◆ DOCUMENT EXCERPT ◆
After being anesthetized, the mouse was positioned under an otologic microscope. The external auditory canal and the tympanic membrane (TM) were examined for signs of infection and debris. After optimal visualization of the TM, a sterile 28-gauge needle connected via a polyethylene tube to a Hamilton syringe was passed through the inferior portion of the TM. Five to 10 µL of either mupirocin solution (n = 10 ears), vancomycin solution (n = 10 ears), or 0.9% saline (n = 20 ears) was injected to fill the middle ear space. The mupirocin solution (440 µg/mL) was formulated by dissolving 1 g of 2% mupirocin ointment in 50 mL of sterile isotonic saline. Vancomycin solution (25 mg/mL) was formulated using a 250-mg vial of vancomycin powder reconstituted with 10 mL of sterile isotonic saline. IT injections were performed daily for 7 consecutive days.

Statistical Analysis

The ABR thresholds were obtained at 3 time points and 4 frequencies. The mean ABR threshold at each stimulus frequency and time point was calculated. Three-way (drug, day of testing, and stimulus frequency) and 2-way (day of testing, stimulus frequency) repeated-measures analyses of variance (ANOVAs) were conducted. In addition, single-factor ANOVAs and Student’s t tests for pairwise comparisons were used to follow up significant interactions and main effects. Statistical significance was accepted at a value of P ≤ .05. All calculations were completed using Microsoft Office Excel 2010 and Systat version 13 software (Systat Software, Chicago, Illinois).

Results

Mupirocin

At study completion, for the mupirocin-treated mice, preinjection, day 8, and day 38 ABR thresholds were available in 8 of the 10 mice as 2 mice expired while under general anesthesia. As shown in Figure 1 for the mupirocin-treated ears and Figure 2 for their counterpart saline-injected ears, mean ABR thresholds increased somewhat across essentially all stimulus frequencies on day 8. However, these thresholds returned to baseline by day 38.

Figure 1.

◆ RAW DATA ◆
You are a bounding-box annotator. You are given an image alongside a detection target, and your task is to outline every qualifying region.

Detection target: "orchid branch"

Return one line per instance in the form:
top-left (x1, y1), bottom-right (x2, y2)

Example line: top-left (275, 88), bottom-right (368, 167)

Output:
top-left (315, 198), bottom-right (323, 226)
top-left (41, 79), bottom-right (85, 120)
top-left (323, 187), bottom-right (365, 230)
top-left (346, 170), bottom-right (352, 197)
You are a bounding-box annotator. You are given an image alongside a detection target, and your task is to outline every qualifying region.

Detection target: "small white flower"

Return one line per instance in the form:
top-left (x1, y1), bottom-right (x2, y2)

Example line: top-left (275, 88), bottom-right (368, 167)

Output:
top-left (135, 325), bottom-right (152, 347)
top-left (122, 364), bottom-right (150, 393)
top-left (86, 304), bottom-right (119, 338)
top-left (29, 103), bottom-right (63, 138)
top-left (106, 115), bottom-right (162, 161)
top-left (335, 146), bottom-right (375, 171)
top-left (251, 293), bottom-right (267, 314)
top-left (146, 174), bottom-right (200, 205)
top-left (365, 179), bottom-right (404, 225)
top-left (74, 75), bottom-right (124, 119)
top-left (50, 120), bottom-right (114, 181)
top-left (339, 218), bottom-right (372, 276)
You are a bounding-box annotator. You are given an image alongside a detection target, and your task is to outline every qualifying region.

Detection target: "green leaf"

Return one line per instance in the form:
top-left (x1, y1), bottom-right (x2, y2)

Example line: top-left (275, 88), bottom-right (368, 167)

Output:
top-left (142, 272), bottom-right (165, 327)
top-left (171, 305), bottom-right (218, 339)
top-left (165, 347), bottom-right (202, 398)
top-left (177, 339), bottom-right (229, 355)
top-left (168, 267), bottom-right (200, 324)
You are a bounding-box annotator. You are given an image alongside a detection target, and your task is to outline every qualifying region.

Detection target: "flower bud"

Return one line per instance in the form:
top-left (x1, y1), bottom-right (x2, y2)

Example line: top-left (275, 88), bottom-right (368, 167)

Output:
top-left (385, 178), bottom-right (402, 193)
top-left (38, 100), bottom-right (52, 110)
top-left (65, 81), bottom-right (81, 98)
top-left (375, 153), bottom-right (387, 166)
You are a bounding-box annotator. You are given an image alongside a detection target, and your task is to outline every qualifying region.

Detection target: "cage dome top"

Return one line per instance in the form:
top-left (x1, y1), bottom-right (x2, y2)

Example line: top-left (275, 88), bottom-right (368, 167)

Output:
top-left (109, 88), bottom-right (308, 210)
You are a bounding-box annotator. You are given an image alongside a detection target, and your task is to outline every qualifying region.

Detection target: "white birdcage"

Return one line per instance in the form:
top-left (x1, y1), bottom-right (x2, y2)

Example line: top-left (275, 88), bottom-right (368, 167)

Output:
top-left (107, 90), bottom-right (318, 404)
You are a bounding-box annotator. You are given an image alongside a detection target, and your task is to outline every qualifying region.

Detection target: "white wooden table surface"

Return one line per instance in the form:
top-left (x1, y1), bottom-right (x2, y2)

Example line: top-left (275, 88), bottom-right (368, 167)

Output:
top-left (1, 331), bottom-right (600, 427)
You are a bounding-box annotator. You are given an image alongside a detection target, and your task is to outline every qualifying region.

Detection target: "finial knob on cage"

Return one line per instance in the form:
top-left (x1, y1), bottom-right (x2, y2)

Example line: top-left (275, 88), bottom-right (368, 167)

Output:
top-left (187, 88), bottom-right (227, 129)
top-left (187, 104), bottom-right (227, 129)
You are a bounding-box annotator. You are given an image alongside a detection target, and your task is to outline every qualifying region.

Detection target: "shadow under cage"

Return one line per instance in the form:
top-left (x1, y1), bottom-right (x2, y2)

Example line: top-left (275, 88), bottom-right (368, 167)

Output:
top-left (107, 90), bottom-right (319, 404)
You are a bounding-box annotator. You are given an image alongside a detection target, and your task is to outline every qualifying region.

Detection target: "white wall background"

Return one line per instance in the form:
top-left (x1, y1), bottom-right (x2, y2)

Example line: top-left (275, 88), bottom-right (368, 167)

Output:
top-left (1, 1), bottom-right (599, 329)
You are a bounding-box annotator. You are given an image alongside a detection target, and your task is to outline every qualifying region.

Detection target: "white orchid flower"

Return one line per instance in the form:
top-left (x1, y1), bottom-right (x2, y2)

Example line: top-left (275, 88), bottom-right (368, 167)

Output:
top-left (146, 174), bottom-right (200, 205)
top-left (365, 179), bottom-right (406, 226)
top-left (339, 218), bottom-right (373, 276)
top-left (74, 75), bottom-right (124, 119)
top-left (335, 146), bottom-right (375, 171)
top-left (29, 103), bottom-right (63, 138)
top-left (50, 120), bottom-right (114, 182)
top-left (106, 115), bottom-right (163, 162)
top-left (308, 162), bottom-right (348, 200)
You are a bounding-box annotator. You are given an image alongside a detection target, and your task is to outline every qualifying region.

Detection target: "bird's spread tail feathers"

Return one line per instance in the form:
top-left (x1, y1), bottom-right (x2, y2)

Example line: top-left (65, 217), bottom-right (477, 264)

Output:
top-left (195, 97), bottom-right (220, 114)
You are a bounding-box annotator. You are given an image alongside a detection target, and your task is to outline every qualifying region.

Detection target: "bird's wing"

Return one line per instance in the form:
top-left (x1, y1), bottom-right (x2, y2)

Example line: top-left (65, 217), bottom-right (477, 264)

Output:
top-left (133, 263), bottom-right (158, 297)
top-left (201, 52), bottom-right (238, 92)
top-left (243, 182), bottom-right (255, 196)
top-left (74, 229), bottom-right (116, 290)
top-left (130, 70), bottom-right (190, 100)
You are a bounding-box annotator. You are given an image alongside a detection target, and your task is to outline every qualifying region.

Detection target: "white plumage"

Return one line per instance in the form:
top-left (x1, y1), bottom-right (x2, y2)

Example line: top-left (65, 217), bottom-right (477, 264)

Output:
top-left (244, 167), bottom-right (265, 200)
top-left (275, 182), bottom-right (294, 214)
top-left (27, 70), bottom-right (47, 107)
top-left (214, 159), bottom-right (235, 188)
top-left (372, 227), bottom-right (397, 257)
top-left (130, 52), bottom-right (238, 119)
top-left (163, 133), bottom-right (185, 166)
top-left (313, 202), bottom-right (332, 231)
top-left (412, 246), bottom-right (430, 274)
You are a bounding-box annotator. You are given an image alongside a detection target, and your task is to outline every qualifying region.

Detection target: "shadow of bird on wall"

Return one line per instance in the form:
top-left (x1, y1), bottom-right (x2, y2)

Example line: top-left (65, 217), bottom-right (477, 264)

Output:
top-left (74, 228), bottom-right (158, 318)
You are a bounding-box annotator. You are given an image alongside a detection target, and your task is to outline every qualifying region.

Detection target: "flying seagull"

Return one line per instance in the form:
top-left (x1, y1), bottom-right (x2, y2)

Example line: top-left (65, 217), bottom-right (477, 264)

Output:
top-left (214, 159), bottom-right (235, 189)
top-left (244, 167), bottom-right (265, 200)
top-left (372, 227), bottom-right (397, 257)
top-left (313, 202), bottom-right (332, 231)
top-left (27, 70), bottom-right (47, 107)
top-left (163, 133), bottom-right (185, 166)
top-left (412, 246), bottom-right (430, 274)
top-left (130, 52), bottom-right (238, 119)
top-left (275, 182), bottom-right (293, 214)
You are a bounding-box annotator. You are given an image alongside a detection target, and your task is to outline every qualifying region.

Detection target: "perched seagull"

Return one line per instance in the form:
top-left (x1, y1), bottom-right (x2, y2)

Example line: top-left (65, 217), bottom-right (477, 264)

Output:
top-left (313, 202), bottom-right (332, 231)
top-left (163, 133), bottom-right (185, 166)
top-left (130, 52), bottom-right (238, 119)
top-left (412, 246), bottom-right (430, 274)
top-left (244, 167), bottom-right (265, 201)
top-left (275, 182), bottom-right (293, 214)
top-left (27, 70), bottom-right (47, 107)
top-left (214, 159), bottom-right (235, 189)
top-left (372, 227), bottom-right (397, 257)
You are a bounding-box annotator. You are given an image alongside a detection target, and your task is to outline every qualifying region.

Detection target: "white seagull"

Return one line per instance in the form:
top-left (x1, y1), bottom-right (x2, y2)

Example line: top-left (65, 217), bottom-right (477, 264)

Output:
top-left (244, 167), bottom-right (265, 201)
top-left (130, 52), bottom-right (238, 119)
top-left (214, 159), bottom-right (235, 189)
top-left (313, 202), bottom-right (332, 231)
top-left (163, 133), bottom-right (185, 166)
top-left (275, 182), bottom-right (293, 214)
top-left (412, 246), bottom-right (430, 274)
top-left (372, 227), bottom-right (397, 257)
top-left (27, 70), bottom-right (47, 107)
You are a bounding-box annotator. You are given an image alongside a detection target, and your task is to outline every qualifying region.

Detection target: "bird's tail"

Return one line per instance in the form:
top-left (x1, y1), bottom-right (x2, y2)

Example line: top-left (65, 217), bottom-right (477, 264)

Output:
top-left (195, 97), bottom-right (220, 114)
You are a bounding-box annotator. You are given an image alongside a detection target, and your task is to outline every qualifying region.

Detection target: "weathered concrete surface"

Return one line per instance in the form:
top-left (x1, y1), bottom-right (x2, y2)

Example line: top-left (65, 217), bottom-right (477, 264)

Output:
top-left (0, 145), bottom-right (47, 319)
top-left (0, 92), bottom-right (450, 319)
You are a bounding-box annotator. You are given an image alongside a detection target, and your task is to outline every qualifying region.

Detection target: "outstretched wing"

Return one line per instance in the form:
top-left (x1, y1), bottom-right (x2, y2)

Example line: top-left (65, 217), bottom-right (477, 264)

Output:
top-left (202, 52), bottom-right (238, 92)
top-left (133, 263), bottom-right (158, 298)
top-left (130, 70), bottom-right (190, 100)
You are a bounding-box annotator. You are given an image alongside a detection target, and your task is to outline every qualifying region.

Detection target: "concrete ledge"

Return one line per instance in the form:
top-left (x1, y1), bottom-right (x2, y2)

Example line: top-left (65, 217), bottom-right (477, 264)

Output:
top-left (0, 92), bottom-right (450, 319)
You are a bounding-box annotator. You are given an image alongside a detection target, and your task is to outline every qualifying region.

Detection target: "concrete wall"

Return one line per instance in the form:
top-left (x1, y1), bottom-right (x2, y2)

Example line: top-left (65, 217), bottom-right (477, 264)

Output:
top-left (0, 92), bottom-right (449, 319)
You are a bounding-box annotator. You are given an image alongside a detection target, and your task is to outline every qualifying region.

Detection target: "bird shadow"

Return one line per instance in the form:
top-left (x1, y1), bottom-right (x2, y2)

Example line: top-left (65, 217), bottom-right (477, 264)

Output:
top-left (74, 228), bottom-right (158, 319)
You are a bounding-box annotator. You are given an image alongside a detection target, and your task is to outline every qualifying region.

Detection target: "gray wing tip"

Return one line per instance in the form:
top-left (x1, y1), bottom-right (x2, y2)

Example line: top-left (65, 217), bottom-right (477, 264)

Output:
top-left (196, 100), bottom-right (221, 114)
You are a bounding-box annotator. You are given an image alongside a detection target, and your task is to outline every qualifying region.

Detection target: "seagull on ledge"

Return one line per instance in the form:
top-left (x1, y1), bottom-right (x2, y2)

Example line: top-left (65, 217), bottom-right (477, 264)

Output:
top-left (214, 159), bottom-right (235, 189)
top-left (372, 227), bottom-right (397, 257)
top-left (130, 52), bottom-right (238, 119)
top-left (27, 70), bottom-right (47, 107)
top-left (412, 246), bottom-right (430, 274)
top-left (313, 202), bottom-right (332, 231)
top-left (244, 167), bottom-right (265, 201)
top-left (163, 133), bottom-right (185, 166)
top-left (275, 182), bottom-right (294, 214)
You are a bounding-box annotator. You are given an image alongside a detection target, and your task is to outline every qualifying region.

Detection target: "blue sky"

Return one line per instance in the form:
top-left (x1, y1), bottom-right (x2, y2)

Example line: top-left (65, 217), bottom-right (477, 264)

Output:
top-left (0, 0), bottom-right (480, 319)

◆ PROBLEM 1 ◆
For the mupirocin ear study, say whether each statement agrees with the text. Give yes or no for each, and quote the words that decide it.
(a) Twenty ears received 0.9% saline.
(b) The injections into the middle ear were given every other day.
(c) In the mupirocin-treated mice, mean ABR thresholds were still elevated on day 38.
◆ PROBLEM 2 ◆
Carry on with the mupirocin ear study, starting after its final line.

◆ EXERCISE RESULT 1 ◆
(a) Yes: "0.9% saline (n = 20 ears)"
(b) No: "IT injections were performed daily for 7 consecutive days."
(c) No: "However, these thresholds returned to baseline by day 38."

◆ EXERCISE RESULT 2 ◆
The mean auditory brainstem response (ABR) thresholds of the mupirocin-treated ears (n = 8) increased on day 8. By 1 month, the ABR thresholds returned to baseline values. For this plot and the remaining figures, error bars represent standard deviation (SD), and the mean ABR threshold value (±1 SD) is shown for each data point.

Figure 2.

The mean auditory brainstem response (ABR) thresholds of the saline-treated ears (n = 8) in the mupirocin subjects increased on day 8 but returned to baseline values by 1 month.

A 3-way repeated-measures ANOVA showed no statistically significant 3-way interaction between drug, day of testing, and stimulus frequency. However, although the main effect of drug and day of testing was not significant, there was a main effect for stimulus frequency (F(3, 42) = 35.3, P < .001) and a significant interaction between stimulus frequency and day of testing (F(6, 84) = 3.7, P = .003). To follow up on the significant interaction between stimulus frequency and day of testing, separate 2-way repeated-measures ANOVAs were performed for the mupirocin- and saline-treated ears. This analysis showed a significant main effect for stimulus frequency in the mupirocin-treated (F(3, 84) = 11.5, P < .001) and saline-treated (F(3, 84) = 16.1, P < .001) ears but no significant main effect of day of testing. The interaction between these 2 variables also was not statistically significant. Because the difference between the mean ABR thresholds as a function of stimulus frequency was expected and there was no difference as a function of day of testing or drug, no further statistical analyses were carried out. These results suggest that although there was a trend toward increased ABR thresholds on day 8, this increase was temporary and not dependent on the drug injected.

Upon examination of the external and middle ears, there was no difference in the physical exams of the 2 groups on day 8. Both mupirocin- and saline-treated ears displayed TM perforations (62.5%; n = 5/8) and granulation tissue (37.5%; n = 3/8). On day 38, 25.0% (n = 2/8) of the mupirocin-treated ears and 12.5% (n = 1/8) of the saline-treated ears had thickened or sclerotic TMs. The remaining TMs were healthy appearing without any persistent perforations or granulation tissue.

Vancomycin

At study completion, for the vancomycin-treated mice, preinjection, day 8, and day 38 mean ABR thresholds were available for all 10 mice. As shown in Figure 3 for the vancomycin-treated ears and Figure 4 for their counterpart saline-injected ears, mean ABR thresholds increased across all stimulus frequencies on day 8 but returned to baseline in both vancomycin- and saline-treated ears at all frequencies except 32 kHz. At 32 kHz, both groups’ mean ABR thresholds remained elevated on day 38.

Figure 3.

The mean auditory brainstem response (ABR) thresholds of the vancomycin-treated ears (n = 10) increased on day 8. By 1 month, the ABR thresholds returned to baseline values at all frequencies except 32 kHz.

Figure 4.

The mean auditory brainstem response (ABR) thresholds of the saline-treated ears (n = 10) in the vancomycin subjects increased on day 8 but, by 1 month, returned to baseline values except at 32 kHz.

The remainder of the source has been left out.